== Texte du document

Les auteurs mentionnent que la stratégie visant à privilégier l’immigration temporaire, au détriment de l’immigration permanente, a ses limites, car elle précarise les personnes immigrantes. Le statut temporaire porte en effet son lot d’incertitudes pour leurs titulaires : un statut lié à l’emploi occupé, les risques en cas de conditions de travail abusives, un permis à renouveler souvent, des droits mal connus, etc.
C’est sans oublier le taux déqualification des personnes immigrantes (53 % en 2018), la difficile accessibilité à la reconnaissance des acquis et compétences, mais aussi les discriminations. Aussi, la pandémie de COVID-19 a montré que durant une crise, ce sont les populations vulnérables qui pâtissent le plus (taux de contagion plus élevé, perte d’emploi, réduction d’heures, isolement, difficulté d’accès des aides gouvernementales, langue, coût des soins et services, etc., selon un rapport de l’Association pour la santé publique du Québec [ASPQ]).

====
== Données recueillies

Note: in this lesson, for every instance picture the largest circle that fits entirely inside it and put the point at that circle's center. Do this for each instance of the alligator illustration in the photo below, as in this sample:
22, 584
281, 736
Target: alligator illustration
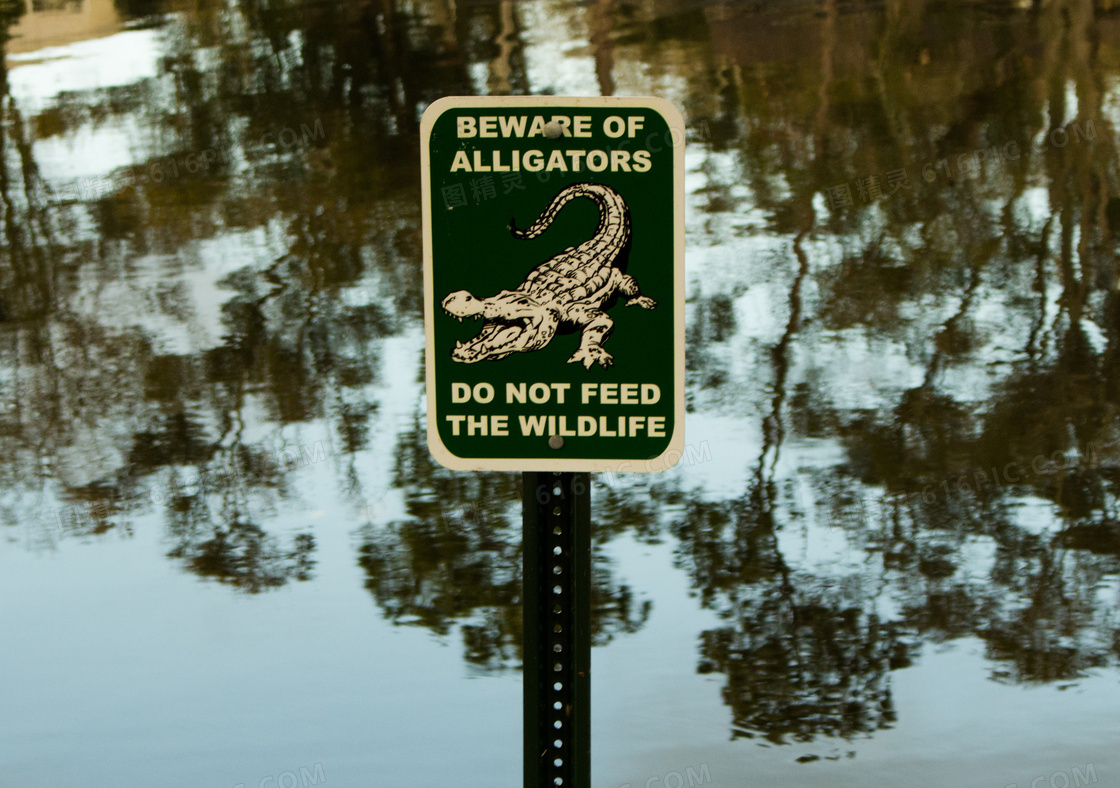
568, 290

====

● Exercices
- a) Répondez aux questions suivantes d'après le texte du document :
(i) Quel taux de déqualification des personnes immigrantes est indiqué pour 2018 ?
(ii) Quelle stratégie, selon les auteurs, a ses limites parce qu'elle précarise les personnes immigrantes ?
(iii) Quel organisme a produit le rapport cité sur les effets de la pandémie de COVID-19 ?
- b) Recopiez fidèlement le passage du texte du document qui commence par les mots « C’est sans oublier » et se termine par « du Québec [ASPQ]). ».

● Corrigé
- a)
(i) 53 %
(ii) Privilégier l'immigration temporaire au détriment de l'immigration permanente
(iii) L'Association pour la santé publique du Québec (ASPQ)

- b)
C’est sans oublier le taux déqualification des personnes immigrantes (53 % en 2018), la difficile accessibilité à la reconnaissance des acquis et compétences, mais aussi les discriminations. Aussi, la pandémie de COVID-19 a montré que durant une crise, ce sont les populations vulnérables qui pâtissent le plus (taux de contagion plus élevé, perte d’emploi, réduction d’heures, isolement, difficulté d’accès des aides gouvernementales, langue, coût des soins et services, etc., selon un rapport de l’Association pour la santé publique du Québec [ASPQ]).